Task prompt: Whenever a line in the data holds the string "display", copy that line.

*** Block opens ***

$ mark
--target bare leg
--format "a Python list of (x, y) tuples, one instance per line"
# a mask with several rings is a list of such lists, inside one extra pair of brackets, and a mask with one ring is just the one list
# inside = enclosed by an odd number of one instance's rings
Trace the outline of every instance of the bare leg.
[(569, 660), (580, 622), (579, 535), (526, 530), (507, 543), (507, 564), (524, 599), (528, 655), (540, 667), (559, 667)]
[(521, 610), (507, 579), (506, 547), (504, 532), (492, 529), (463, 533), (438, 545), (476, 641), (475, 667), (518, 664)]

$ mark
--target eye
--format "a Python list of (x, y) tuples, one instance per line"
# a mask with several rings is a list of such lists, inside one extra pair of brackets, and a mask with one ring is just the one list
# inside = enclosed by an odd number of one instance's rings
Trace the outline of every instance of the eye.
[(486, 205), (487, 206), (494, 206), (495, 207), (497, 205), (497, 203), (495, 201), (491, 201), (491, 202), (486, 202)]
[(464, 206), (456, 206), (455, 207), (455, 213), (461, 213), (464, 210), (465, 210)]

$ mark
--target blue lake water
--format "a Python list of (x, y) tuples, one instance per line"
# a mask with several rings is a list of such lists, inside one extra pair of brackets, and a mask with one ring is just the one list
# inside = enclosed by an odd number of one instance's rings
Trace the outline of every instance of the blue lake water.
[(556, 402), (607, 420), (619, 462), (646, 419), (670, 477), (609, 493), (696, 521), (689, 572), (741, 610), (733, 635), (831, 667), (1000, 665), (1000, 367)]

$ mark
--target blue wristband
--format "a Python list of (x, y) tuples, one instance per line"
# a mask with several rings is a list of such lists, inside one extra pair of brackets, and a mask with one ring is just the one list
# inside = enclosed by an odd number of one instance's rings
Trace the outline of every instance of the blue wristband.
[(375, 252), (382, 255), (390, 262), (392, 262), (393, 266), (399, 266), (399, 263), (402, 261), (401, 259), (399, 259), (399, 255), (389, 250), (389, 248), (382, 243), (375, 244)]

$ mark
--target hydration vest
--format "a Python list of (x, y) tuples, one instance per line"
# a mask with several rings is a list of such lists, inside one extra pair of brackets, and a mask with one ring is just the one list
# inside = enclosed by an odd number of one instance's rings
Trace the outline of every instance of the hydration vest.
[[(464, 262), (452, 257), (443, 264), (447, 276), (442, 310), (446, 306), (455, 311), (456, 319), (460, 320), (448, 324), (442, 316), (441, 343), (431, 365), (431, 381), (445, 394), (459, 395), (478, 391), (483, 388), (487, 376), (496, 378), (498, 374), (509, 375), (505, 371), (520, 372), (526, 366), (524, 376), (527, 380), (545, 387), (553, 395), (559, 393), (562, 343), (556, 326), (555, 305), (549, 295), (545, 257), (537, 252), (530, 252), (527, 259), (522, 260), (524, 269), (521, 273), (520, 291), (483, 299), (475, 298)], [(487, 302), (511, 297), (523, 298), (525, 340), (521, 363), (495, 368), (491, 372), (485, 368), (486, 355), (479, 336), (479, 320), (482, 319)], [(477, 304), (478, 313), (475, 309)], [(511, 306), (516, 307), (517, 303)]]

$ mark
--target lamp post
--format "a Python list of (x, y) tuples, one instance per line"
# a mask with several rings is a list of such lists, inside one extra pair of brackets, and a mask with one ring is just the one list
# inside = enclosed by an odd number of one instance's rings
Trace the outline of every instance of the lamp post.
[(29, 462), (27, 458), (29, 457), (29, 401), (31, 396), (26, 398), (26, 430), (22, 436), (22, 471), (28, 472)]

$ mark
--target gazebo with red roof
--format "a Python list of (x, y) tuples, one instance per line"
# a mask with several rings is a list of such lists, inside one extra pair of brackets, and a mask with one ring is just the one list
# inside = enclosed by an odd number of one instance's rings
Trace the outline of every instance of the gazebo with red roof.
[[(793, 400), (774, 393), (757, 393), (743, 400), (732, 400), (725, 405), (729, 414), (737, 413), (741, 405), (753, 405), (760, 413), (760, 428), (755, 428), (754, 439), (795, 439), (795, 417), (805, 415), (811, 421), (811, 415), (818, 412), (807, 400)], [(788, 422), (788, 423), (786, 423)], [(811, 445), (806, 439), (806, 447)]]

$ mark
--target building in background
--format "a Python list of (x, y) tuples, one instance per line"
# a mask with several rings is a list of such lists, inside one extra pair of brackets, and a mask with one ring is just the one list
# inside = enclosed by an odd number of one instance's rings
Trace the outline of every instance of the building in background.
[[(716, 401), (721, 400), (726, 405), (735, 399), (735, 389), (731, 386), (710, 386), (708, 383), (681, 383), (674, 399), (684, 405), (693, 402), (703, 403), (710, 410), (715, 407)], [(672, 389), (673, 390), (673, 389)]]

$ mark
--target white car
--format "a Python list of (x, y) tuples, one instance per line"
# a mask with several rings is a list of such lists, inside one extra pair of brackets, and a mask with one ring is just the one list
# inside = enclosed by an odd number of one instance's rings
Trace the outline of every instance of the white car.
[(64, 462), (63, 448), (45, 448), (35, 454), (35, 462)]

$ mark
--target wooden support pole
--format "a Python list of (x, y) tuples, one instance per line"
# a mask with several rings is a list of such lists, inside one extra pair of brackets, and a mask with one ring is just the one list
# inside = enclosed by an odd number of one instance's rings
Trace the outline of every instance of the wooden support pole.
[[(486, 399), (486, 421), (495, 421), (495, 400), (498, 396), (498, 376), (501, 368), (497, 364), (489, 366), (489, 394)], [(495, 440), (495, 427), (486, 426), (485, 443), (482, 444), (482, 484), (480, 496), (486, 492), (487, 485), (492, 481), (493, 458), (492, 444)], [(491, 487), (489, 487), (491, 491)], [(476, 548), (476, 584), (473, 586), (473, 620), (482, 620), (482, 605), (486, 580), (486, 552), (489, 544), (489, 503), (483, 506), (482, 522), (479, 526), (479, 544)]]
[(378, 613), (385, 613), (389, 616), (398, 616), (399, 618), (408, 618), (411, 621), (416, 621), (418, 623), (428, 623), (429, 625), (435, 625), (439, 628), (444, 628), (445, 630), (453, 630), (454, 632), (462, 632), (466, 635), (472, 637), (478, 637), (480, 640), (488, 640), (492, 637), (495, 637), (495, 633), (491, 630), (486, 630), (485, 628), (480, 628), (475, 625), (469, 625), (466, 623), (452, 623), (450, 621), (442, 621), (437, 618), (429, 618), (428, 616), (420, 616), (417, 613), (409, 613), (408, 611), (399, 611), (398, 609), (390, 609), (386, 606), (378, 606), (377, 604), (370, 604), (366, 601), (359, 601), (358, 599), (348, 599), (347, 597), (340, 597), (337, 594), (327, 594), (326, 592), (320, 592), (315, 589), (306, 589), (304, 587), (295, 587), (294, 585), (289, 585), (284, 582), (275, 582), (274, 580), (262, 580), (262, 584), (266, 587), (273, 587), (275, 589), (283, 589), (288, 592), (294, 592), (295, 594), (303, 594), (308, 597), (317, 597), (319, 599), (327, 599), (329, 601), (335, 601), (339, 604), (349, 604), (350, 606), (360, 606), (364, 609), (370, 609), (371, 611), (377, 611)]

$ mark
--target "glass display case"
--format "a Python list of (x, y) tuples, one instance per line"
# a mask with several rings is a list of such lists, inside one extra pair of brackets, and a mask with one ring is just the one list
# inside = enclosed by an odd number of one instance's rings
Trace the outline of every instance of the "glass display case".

*** Block closes ***

Expected output:
--target "glass display case"
Trace the outline of every instance of the "glass display case".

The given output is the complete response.